§ GIVEN PASSAGE
◆ ◆ ◆ ◆ ◆ ◆ ◆
Sentry recommends creating a project for each code repository. Each one of our services maps to its own repository, so this was an easy fit. Because we had so many services already, we wrote a Ruby script that used the sentry-api Gem to provision projects for all services. This also makes provisioning projects for services in the future easier.

Part of provisioning a project is the generation of a DSN, which is a credential the Sentry SDK uses to send events for that project. A project can have multiple DSNs, but for now we only use one. This could be useful if you wanted to use a different DSN for each environment and control rate limiting, for example.

How you want to handle the DSN is up to you. It’s only good for publishing events, so it’s not extremely sensitive information and it can always be revoked and replaced. To be on the safe side, though, we store project DSNs as a secure string in the AWS Systems Manager Parameter Store. This happens in our provisioning script.
◆ ◆ ◆ ◆ ◆ ◆ ◆
§ GIVEN ENTRIES
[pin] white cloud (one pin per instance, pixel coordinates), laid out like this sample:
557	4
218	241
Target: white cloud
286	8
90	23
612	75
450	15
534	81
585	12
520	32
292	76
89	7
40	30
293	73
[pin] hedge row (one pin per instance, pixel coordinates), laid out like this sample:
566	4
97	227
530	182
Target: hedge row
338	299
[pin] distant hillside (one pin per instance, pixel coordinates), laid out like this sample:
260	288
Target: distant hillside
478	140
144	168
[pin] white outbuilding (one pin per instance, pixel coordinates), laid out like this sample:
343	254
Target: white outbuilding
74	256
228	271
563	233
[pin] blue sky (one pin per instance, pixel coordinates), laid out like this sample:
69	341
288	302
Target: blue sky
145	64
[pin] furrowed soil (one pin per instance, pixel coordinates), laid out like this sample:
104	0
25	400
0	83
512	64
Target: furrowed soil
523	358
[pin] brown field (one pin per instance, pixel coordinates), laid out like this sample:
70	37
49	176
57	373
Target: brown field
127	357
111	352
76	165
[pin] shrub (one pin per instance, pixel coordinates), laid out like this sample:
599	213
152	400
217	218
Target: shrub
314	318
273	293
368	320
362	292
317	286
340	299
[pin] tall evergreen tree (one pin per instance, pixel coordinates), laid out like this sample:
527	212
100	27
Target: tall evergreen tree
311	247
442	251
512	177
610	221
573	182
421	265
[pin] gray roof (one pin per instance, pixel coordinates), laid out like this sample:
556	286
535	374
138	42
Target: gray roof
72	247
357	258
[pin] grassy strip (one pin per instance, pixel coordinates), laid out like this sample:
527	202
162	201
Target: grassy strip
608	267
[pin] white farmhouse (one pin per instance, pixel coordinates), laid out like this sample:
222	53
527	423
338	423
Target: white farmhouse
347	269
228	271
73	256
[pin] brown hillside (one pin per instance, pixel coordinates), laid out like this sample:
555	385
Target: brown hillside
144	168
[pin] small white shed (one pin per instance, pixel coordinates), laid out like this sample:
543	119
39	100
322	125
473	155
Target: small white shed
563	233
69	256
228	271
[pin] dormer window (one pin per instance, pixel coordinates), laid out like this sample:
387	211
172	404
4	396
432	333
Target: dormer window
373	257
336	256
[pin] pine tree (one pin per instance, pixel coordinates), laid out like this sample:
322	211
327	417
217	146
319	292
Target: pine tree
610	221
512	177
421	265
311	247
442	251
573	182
◆ ◆ ◆ ◆ ◆ ◆ ◆
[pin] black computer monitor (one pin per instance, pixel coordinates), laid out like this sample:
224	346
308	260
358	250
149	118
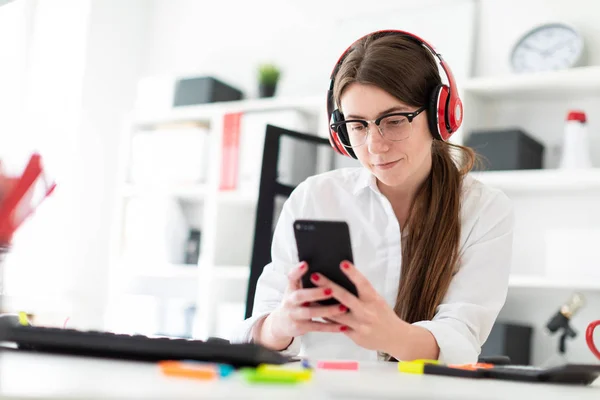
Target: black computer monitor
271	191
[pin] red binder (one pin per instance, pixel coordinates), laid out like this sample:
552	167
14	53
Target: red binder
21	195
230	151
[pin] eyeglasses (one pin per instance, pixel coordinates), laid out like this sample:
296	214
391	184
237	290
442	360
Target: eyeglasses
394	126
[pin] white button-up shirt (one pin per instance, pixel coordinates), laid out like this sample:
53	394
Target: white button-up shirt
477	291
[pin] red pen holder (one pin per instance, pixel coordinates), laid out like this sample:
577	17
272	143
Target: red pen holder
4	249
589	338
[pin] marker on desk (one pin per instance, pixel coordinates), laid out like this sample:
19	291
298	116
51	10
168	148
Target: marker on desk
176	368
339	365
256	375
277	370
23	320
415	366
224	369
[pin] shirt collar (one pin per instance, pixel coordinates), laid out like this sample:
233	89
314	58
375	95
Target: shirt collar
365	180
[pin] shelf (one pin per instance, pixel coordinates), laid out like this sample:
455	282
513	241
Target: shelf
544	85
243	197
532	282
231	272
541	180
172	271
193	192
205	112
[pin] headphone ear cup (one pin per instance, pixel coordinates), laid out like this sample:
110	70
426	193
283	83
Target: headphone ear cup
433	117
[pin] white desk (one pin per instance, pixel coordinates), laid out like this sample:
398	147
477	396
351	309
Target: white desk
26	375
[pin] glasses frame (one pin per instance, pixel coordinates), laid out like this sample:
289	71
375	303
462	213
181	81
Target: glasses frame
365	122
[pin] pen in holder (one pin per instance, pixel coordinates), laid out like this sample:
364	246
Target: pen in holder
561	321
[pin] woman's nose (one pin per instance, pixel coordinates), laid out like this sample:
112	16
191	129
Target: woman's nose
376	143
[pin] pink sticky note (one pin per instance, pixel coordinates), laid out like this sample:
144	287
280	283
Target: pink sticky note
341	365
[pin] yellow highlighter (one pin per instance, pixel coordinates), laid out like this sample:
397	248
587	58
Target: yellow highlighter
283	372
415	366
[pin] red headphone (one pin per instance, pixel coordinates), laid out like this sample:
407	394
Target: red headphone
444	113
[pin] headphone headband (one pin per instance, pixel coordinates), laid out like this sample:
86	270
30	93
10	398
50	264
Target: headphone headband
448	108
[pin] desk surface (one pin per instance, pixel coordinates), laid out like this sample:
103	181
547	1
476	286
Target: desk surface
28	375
◆ ◆ ◆ ◆ ◆ ◆ ◆
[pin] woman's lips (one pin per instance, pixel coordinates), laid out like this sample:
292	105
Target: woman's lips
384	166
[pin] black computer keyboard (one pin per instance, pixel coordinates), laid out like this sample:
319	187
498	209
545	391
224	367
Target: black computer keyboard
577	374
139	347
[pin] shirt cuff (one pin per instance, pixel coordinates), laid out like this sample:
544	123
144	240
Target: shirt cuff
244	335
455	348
◆ ◆ ◆ ◆ ◆ ◆ ◆
§ REQUIREMENT
In the Sentry passage, where are project DSNs stored?

§ WORKED SOLUTION
As a secure string in the AWS Systems Manager Parameter Store.